TASK BRIEF: Report, from the records below, every line where the word "truck" appears.
========================================================================
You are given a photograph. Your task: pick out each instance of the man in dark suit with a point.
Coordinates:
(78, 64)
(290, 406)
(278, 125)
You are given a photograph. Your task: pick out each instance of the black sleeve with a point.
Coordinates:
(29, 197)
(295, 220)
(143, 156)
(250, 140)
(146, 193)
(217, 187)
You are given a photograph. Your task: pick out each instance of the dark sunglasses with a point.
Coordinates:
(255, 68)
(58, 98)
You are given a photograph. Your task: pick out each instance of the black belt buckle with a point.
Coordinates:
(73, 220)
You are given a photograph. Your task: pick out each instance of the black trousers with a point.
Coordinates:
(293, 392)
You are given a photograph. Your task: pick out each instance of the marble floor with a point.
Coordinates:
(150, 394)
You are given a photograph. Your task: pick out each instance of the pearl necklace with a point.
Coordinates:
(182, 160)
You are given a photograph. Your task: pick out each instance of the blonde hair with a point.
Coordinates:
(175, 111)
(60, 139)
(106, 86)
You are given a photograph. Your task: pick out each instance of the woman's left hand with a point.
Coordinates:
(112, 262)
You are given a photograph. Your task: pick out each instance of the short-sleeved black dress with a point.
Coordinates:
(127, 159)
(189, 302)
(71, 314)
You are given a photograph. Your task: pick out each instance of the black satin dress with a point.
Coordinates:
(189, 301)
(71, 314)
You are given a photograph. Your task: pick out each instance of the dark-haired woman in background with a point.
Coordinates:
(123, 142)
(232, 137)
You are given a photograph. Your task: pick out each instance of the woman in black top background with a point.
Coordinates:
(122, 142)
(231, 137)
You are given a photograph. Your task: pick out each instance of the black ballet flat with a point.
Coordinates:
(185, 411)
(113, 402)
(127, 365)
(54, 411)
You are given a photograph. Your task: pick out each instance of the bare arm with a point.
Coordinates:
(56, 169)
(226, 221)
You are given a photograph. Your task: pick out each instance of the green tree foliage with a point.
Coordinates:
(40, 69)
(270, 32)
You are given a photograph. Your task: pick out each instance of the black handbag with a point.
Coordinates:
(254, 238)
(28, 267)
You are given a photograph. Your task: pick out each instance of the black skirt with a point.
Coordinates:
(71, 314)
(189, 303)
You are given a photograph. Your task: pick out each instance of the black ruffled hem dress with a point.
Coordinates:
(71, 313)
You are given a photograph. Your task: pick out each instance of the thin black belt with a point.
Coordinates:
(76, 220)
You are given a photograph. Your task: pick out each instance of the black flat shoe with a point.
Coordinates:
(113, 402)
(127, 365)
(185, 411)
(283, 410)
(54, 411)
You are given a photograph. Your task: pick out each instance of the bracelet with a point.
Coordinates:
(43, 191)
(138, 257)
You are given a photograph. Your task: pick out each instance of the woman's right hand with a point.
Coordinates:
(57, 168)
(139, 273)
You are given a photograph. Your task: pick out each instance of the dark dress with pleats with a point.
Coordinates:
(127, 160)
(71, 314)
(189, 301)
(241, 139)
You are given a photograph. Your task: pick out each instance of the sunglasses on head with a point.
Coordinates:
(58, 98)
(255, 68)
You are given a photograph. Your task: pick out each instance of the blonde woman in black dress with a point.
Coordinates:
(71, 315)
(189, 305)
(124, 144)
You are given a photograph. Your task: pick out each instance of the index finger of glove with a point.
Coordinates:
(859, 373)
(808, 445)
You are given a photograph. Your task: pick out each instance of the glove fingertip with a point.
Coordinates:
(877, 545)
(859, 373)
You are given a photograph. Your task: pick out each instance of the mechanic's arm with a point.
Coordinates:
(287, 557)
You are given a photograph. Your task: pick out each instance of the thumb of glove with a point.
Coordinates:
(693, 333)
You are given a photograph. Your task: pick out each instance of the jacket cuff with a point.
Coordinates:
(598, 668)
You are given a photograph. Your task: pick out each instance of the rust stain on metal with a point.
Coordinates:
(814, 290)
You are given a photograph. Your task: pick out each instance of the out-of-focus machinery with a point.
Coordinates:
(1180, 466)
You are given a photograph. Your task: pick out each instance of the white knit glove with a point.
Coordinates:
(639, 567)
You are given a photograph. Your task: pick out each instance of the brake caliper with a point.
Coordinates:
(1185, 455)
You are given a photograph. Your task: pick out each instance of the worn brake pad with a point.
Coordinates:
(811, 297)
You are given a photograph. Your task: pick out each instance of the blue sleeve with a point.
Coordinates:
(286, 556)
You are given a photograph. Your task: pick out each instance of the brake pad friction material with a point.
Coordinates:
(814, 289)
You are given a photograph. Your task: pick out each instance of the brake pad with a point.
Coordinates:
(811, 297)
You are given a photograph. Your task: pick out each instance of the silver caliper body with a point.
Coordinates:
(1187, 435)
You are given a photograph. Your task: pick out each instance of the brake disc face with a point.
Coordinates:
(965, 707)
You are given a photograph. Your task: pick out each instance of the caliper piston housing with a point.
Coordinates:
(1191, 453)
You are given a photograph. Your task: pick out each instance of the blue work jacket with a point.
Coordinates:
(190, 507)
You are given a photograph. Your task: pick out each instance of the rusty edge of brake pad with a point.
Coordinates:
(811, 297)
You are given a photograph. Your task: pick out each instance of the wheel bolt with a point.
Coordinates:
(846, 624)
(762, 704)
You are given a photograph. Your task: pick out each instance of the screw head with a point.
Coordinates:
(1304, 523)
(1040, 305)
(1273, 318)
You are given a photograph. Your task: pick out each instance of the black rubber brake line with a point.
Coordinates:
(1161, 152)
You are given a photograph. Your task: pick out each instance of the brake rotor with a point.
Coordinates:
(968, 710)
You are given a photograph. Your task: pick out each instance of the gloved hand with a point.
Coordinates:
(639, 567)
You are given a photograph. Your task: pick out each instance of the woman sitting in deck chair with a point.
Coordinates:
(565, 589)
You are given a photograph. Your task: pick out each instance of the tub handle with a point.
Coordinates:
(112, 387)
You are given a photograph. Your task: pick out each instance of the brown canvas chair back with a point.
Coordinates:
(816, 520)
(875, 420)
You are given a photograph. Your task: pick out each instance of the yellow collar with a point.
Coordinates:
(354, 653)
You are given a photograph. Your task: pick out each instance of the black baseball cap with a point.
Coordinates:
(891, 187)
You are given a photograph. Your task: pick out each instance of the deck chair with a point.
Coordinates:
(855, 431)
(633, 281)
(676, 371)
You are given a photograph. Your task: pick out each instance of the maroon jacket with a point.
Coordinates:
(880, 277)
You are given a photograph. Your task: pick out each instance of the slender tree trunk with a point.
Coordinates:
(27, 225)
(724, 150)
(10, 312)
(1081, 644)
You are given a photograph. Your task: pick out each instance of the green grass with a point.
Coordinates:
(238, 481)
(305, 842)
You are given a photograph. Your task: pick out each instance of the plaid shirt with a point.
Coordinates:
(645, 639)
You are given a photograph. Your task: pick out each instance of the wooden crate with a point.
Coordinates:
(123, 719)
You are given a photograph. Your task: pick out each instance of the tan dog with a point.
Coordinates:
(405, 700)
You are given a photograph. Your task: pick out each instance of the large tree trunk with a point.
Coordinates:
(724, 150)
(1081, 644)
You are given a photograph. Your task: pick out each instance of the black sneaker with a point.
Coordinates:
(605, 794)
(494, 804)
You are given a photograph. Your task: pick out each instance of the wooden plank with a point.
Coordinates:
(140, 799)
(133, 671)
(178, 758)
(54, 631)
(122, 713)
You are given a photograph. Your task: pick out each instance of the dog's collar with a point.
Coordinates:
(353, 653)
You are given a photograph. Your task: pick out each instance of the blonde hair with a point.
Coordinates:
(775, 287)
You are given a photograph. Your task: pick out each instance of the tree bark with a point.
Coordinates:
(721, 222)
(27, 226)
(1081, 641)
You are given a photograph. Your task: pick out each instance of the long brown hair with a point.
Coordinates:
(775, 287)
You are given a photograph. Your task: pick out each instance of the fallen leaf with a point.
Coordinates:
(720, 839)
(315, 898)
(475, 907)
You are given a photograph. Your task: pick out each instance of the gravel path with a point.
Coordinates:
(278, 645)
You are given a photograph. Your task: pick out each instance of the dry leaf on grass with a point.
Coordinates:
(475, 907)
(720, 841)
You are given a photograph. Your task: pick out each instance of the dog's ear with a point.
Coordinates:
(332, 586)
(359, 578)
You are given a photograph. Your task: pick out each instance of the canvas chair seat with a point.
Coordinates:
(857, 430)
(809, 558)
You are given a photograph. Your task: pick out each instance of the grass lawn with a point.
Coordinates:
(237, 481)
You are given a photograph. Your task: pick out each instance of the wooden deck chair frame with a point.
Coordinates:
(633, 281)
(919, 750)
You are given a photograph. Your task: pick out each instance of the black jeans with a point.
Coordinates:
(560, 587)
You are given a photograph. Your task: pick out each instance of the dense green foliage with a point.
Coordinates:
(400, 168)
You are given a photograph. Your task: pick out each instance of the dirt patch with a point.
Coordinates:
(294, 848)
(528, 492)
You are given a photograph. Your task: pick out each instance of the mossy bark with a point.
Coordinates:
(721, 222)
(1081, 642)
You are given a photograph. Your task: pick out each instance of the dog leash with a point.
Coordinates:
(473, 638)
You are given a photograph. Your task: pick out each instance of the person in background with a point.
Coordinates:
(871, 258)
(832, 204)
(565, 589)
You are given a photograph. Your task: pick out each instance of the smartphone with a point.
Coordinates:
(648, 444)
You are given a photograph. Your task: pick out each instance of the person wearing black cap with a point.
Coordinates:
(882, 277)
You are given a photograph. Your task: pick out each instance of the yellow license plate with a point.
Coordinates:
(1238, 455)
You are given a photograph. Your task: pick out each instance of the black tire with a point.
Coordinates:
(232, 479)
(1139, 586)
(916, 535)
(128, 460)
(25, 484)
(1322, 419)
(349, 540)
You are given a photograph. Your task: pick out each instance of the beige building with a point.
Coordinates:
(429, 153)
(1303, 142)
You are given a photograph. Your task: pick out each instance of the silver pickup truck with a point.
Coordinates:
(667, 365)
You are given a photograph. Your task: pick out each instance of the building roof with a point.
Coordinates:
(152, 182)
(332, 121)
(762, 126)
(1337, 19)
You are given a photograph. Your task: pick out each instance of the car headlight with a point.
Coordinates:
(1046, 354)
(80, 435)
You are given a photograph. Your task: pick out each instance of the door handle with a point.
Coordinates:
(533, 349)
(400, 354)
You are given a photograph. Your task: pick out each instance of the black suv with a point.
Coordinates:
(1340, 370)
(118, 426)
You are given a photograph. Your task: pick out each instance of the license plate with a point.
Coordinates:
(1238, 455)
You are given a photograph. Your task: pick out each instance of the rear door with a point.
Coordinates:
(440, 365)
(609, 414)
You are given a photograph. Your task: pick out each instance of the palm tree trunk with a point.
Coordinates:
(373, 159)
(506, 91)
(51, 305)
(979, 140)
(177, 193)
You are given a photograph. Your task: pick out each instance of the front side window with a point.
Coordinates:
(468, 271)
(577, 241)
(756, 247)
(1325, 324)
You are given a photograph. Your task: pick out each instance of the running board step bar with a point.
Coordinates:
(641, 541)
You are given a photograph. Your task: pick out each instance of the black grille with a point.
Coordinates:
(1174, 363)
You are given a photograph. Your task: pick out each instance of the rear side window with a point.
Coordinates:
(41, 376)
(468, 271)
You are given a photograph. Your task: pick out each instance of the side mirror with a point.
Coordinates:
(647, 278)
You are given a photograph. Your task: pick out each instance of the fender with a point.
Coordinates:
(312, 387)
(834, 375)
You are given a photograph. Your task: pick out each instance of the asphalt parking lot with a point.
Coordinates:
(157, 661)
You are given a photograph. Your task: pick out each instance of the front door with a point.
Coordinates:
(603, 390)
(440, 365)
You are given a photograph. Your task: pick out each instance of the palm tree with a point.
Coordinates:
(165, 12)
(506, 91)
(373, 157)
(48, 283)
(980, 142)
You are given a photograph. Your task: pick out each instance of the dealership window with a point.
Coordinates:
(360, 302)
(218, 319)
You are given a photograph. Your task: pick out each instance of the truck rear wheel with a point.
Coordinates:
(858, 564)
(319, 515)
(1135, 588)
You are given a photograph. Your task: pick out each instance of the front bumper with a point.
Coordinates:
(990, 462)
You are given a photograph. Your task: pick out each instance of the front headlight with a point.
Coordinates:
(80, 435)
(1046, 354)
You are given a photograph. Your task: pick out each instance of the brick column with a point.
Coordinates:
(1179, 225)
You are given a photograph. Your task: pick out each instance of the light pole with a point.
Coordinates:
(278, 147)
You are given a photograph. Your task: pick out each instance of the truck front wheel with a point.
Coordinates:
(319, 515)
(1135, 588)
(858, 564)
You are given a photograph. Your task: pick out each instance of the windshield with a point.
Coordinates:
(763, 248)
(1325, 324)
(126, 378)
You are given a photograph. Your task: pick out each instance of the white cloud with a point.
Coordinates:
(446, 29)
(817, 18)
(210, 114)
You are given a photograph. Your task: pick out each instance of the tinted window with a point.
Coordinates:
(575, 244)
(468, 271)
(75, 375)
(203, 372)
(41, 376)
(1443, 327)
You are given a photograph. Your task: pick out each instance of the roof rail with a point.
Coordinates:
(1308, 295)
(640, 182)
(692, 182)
========================================================================
FINISHED TASK:
You are given a photograph. Your task: pick out each instance of the silver pickup truck with a point.
You are given a photograph. Your task: pick out each instance of the truck rear wheel with a point.
You are given a photograph. Your task: pick out each instance of the truck front wheel with a point.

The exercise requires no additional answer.